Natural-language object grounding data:
* * * * * * * * *

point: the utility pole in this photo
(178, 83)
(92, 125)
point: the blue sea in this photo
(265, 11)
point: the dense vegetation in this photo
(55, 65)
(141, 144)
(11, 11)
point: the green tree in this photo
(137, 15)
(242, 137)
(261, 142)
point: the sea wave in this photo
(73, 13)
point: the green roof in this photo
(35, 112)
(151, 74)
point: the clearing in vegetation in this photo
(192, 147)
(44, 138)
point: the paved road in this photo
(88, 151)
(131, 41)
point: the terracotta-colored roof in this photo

* * * * * * * * *

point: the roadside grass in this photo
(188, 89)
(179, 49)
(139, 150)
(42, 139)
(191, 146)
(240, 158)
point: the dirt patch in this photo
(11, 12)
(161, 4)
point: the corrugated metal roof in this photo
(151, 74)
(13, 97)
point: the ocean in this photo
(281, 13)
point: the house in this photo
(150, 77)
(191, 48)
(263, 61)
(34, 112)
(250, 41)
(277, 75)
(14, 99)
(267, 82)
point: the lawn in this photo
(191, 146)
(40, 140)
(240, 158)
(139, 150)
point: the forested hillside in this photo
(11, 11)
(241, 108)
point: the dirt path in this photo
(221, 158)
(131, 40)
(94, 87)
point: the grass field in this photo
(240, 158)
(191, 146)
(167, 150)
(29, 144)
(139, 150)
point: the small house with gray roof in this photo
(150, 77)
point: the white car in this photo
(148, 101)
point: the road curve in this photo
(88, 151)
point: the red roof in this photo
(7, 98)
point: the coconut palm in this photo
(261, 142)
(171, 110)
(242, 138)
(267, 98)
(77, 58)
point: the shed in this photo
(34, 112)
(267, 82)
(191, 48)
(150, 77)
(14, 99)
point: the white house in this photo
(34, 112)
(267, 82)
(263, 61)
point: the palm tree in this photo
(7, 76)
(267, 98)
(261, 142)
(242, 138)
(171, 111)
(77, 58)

* * * * * * * * *

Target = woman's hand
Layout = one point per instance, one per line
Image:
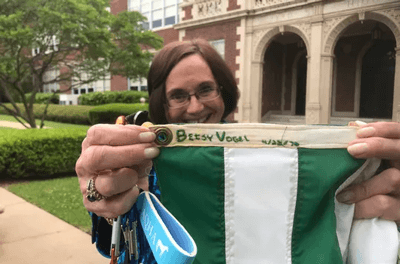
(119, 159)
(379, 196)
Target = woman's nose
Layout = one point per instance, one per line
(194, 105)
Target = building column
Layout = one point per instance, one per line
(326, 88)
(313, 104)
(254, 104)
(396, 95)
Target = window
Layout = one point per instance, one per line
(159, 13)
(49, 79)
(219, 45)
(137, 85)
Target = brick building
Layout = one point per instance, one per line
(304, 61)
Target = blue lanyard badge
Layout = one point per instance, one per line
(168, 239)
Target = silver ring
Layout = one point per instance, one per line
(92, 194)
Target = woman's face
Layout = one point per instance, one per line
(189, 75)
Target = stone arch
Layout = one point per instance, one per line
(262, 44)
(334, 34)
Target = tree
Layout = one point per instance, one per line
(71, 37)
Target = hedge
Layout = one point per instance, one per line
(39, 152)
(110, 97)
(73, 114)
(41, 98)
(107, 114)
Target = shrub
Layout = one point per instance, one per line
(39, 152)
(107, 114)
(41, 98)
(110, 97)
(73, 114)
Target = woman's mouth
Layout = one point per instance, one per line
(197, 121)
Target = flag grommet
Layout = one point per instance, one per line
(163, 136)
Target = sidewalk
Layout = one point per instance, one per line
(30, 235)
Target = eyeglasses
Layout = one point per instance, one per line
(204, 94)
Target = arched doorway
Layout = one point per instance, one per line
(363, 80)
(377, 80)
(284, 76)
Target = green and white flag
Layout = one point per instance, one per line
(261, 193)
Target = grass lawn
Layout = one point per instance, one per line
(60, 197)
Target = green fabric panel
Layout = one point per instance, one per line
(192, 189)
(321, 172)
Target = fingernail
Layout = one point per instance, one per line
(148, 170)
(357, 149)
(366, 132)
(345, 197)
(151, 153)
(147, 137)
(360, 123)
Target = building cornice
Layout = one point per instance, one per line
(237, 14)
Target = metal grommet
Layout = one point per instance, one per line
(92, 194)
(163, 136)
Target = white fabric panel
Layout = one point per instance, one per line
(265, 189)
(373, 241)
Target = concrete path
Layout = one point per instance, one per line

* * * * * * * * *

ACTION ITEM: Your answer should be the lines above from the one containing "Target = window" through the one containing "Target = hedge", copied exactly and with both ends kept.

WRITTEN ANSWER:
Target = window
Layout = one point per instance, one per line
(159, 13)
(49, 79)
(219, 45)
(137, 85)
Target = brick building
Layout = one point per instance, one per line
(304, 61)
Target = blue lanyard badge
Layout = one point per instance, one per line
(168, 239)
Target = silver ring
Layout = one point per instance, one per line
(92, 194)
Target = woman's face
Layout = one point per instance, one per line
(189, 75)
Target = stone arch
Layout = one point per instance, one per line
(262, 44)
(334, 34)
Target = tree
Layout = one point per instance, one per line
(71, 37)
Target = hedge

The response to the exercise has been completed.